Task A
Count the lines in the rows below that contain the string "ripple", with case counting, and reply with only the number.

Extract to read
────

Near Kingston there was a work detail set to build a bridge over a stream.  Legend has it that the convict workers murdered their overseer (either by intent or accident) and to hide their crime they walled him into the bridge they were building.  However, the next day blood was seen oozing from the mortar.


Another story is of the convict Barney Duffy who escaped and hid inside a hollow pine in a forest on Norfolk, coming out at night to rob the vegetable gardens.  One day two soldiers discovered him and despite his putting a curse on them they hauled him back to the prison where he was hung.  It is said that two days later these two soldiers died in mysterious circumstances (some say due to the curse).

────

Dataset extract
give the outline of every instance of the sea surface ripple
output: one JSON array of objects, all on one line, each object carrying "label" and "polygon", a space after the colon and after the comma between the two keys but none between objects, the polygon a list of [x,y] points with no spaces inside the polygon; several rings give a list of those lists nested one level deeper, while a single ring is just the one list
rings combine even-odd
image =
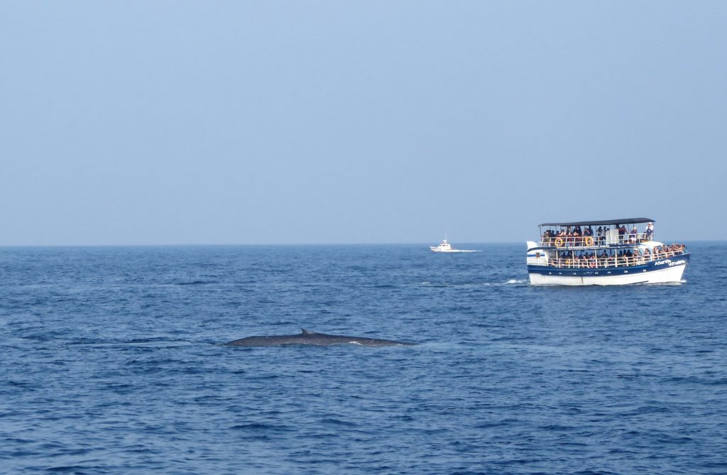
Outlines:
[{"label": "sea surface ripple", "polygon": [[[0,248],[0,472],[727,473],[727,243],[576,288],[466,247]],[[421,344],[220,346],[301,328]]]}]

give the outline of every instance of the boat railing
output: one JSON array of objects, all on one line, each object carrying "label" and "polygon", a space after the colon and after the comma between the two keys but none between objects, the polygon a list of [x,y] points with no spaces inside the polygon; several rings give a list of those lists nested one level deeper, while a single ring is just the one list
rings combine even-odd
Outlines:
[{"label": "boat railing", "polygon": [[685,251],[659,251],[646,255],[612,256],[609,258],[551,258],[547,260],[549,267],[558,268],[608,268],[641,266],[647,262],[682,255]]},{"label": "boat railing", "polygon": [[542,236],[540,246],[542,247],[598,247],[611,244],[629,244],[654,241],[654,234],[635,233],[622,234],[615,242],[609,242],[606,236]]}]

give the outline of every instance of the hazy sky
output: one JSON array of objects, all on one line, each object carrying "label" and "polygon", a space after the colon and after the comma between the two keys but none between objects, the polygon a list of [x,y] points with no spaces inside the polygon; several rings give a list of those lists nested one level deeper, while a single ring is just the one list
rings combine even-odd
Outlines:
[{"label": "hazy sky", "polygon": [[727,1],[0,2],[0,245],[727,239]]}]

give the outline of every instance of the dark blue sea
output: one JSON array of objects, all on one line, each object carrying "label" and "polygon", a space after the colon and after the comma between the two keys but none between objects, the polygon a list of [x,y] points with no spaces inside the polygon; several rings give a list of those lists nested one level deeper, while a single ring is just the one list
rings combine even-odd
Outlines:
[{"label": "dark blue sea", "polygon": [[[727,243],[620,287],[460,247],[0,248],[0,472],[727,473]],[[301,328],[421,344],[220,345]]]}]

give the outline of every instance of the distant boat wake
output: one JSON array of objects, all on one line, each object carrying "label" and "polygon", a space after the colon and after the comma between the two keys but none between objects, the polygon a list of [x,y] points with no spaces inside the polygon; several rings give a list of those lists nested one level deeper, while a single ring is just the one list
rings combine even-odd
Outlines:
[{"label": "distant boat wake", "polygon": [[361,345],[363,346],[411,346],[417,343],[393,340],[379,340],[365,337],[350,337],[342,335],[325,335],[302,329],[298,335],[254,336],[241,338],[225,343],[225,346],[282,346],[285,345]]}]

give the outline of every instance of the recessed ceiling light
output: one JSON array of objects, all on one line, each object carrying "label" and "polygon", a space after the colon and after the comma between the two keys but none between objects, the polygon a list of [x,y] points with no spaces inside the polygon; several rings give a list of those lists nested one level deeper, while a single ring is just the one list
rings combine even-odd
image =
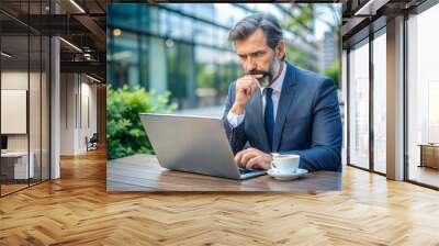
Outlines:
[{"label": "recessed ceiling light", "polygon": [[64,42],[65,44],[67,44],[68,46],[70,46],[70,47],[72,47],[74,49],[76,49],[77,52],[82,53],[82,49],[78,48],[78,46],[76,46],[75,44],[72,44],[72,43],[70,43],[70,42],[68,42],[68,41],[66,41],[66,40],[63,38],[63,37],[59,37],[59,40],[63,41],[63,42]]},{"label": "recessed ceiling light", "polygon": [[77,8],[81,13],[86,13],[86,11],[78,4],[76,3],[75,0],[70,0],[71,4],[75,5],[75,8]]},{"label": "recessed ceiling light", "polygon": [[113,30],[113,35],[114,36],[120,36],[120,35],[122,35],[122,31],[120,29],[114,29]]}]

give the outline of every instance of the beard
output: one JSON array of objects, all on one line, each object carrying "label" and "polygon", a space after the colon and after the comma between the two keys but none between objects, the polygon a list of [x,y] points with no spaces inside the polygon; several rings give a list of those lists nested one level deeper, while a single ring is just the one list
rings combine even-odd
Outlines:
[{"label": "beard", "polygon": [[273,82],[273,78],[278,74],[279,67],[280,62],[277,58],[273,58],[273,62],[271,63],[270,69],[268,71],[254,69],[248,71],[247,75],[262,75],[263,77],[258,79],[258,81],[261,88],[266,88]]}]

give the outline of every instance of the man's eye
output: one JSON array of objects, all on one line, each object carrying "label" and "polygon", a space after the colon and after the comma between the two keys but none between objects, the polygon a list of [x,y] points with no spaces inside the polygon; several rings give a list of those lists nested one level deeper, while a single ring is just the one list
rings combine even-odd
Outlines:
[{"label": "man's eye", "polygon": [[263,55],[263,52],[257,52],[254,54],[254,56],[256,56],[256,57],[261,56],[261,55]]}]

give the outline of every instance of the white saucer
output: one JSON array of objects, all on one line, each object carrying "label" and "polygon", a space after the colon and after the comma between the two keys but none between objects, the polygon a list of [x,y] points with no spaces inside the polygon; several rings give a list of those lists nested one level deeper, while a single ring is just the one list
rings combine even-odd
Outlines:
[{"label": "white saucer", "polygon": [[274,179],[279,179],[279,180],[292,180],[292,179],[296,179],[301,176],[303,176],[304,174],[307,174],[308,170],[306,169],[302,169],[302,168],[297,168],[297,170],[295,172],[278,172],[274,171],[273,169],[269,169],[267,171],[267,174],[271,177],[273,177]]}]

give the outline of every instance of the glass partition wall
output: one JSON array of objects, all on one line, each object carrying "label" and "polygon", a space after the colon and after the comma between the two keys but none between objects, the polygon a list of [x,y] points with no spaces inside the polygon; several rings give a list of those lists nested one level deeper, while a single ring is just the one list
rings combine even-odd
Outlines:
[{"label": "glass partition wall", "polygon": [[439,189],[439,4],[407,24],[406,179]]},{"label": "glass partition wall", "polygon": [[[38,14],[41,4],[20,8]],[[49,179],[49,45],[48,36],[0,12],[1,197]]]},{"label": "glass partition wall", "polygon": [[386,30],[348,49],[348,165],[386,174]]}]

────

Task B
Extend the convict legends passage above, picking up after its last sentence.

Reply A
2

Reply B
Finally there is the story of Jacky-Jacky (his real name was William Westwood), an Englishman who was initially sentenced to Australia for theft.  He escaped confinement there and became a “gentleman bushranger” (in other words he did not kill people…just robbed them).  He was eventually caught and sentenced to Norfolk Island.  In 1844 Major Joseph Childs took command of the penal colony and removed the privileges given to many convicts by his predecessor Captain Maconochie.  When he implemented a particular set of harsh rules and they were posted for the prisoners to see, Jacky-Jacky took charge and began a violent rebellion against those in authority, which contrasted with his earlier reputation as a generally non-violent individual (the situation on Norfolk obviously changed him).  Several were killed before the rebels were repelled at Government House by armed and professional soldiers.  Jacky-Jacky was tried and found guilty for his actions and he and 11 leaders of the rebellion were hanged on October 13th, 1846.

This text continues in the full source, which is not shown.